Task to complete:
Please extract every line from the listing below that contains the string "post", treating uppercase and lowercase as different.

Given data:
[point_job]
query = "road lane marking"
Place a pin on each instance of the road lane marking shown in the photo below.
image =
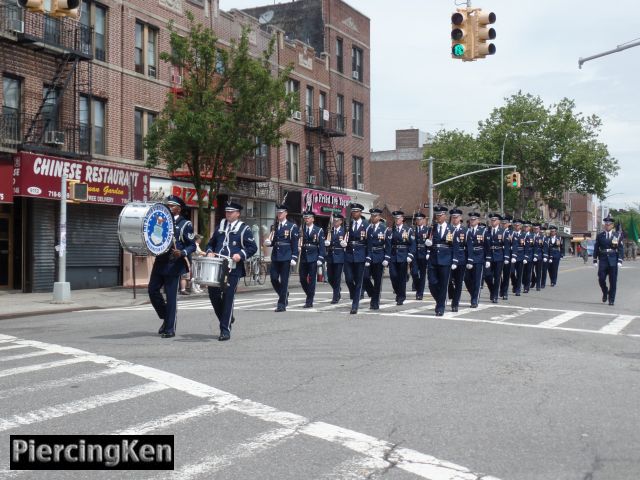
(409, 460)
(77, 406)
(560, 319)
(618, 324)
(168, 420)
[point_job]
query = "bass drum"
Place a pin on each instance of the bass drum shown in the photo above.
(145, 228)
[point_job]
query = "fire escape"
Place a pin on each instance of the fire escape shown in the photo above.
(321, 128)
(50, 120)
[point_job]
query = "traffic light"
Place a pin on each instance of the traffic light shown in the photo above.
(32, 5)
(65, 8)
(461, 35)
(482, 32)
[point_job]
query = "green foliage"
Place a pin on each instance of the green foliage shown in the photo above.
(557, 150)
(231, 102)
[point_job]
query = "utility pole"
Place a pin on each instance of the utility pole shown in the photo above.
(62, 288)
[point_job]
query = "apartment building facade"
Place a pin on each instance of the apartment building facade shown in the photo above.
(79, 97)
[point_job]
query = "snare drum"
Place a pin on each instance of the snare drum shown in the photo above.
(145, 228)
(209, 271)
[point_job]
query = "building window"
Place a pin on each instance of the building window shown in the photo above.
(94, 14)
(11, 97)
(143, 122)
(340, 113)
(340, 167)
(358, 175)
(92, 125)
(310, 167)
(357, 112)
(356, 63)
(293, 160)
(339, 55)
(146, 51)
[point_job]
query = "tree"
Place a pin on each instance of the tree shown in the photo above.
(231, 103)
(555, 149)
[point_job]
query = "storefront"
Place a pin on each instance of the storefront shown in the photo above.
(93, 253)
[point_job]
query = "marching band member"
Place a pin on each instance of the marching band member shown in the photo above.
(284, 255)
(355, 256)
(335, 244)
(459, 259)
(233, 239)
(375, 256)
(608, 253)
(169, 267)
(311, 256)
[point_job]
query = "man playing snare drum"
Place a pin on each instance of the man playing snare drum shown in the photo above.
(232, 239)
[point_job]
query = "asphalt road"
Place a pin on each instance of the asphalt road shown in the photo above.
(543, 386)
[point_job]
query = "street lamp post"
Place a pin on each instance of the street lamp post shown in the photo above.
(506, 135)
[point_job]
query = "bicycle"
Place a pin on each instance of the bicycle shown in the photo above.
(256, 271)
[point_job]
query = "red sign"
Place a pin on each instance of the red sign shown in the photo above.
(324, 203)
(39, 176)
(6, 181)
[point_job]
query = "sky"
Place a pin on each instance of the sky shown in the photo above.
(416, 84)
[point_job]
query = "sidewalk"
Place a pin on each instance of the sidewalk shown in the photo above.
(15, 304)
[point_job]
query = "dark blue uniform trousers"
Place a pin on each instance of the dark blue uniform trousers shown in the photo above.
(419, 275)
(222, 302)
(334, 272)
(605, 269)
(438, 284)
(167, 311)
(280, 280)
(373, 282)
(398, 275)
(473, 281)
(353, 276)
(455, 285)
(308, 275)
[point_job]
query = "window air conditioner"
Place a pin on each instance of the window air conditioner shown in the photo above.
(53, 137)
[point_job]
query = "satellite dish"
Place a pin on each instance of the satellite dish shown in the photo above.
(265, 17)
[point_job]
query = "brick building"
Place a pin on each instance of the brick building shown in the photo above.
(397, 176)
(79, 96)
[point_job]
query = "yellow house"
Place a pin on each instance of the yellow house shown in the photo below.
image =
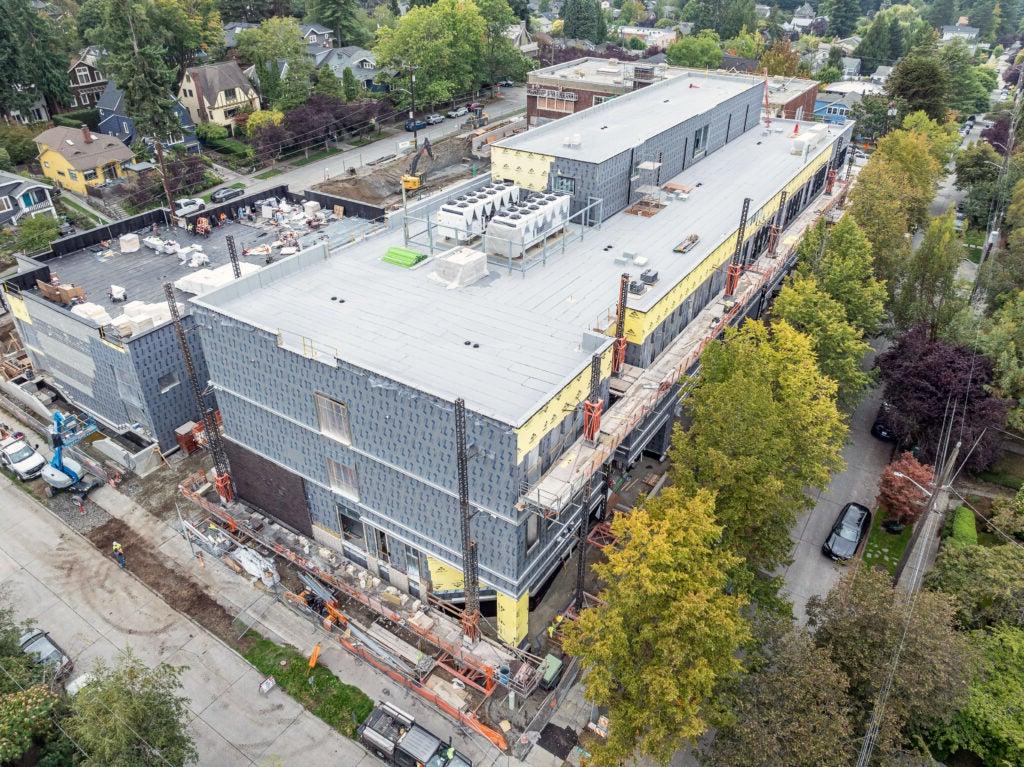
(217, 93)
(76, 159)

Result:
query = "street lamp post"
Place a pin on each instance of the street lamp post shown in the photo above.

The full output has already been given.